Copy the listing below from the line containing "Task: mark the dark purple" through the end of the listing, requests included. Shift every x and y point coordinate in the answers by -63.

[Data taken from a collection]
========================================
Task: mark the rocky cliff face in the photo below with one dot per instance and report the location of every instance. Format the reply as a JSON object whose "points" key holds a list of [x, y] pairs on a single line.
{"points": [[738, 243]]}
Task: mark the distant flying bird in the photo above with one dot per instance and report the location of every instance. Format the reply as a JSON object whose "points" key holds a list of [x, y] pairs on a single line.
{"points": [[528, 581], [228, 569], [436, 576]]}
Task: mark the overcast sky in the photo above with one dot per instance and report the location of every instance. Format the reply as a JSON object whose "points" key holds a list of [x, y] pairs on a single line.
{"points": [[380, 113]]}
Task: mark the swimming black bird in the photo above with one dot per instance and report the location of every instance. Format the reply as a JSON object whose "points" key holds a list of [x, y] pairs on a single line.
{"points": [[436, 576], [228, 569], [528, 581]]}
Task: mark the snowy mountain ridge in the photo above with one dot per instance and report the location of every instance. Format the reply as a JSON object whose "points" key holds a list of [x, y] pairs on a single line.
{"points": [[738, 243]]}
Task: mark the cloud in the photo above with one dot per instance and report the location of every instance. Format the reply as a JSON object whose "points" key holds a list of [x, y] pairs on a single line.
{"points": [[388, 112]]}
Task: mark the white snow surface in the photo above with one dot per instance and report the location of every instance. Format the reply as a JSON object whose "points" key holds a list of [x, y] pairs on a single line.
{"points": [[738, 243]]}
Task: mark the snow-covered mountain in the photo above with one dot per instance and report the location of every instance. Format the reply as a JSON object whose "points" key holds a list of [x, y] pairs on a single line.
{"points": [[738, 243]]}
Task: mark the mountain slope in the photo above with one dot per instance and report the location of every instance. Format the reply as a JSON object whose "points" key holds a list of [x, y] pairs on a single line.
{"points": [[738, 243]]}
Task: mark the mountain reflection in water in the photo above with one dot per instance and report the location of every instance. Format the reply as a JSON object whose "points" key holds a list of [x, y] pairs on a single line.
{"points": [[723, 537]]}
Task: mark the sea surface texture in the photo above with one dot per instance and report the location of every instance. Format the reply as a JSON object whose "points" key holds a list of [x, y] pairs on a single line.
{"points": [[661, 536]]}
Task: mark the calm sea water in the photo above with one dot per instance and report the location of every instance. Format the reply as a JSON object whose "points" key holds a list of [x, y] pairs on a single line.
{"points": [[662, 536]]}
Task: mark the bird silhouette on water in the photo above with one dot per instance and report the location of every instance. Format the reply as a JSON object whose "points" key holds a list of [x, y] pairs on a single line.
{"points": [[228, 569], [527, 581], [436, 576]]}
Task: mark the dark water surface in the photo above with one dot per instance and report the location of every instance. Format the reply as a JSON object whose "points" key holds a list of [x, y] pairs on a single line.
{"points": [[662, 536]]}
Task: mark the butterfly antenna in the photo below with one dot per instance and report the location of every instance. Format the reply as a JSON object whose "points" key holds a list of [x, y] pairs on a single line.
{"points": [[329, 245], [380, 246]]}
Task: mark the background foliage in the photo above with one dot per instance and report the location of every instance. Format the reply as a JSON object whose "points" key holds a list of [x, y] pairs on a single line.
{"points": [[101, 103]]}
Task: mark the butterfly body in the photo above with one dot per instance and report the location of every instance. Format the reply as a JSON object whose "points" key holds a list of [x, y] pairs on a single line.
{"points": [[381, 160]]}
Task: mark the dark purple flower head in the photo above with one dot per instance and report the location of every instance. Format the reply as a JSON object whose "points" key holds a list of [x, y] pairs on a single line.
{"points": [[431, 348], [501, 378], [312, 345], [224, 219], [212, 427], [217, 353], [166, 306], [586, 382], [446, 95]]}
========================================
- [TASK OUTPUT]
Task: mark the dark purple flower head in the photo above with one dot per instance and report the location of every instance. Format the reply as a JSON object whose "points" key holds a list of [x, y] pairs on a single line.
{"points": [[368, 285], [438, 315], [249, 282], [161, 156], [149, 364], [154, 290], [103, 243], [523, 319], [383, 32]]}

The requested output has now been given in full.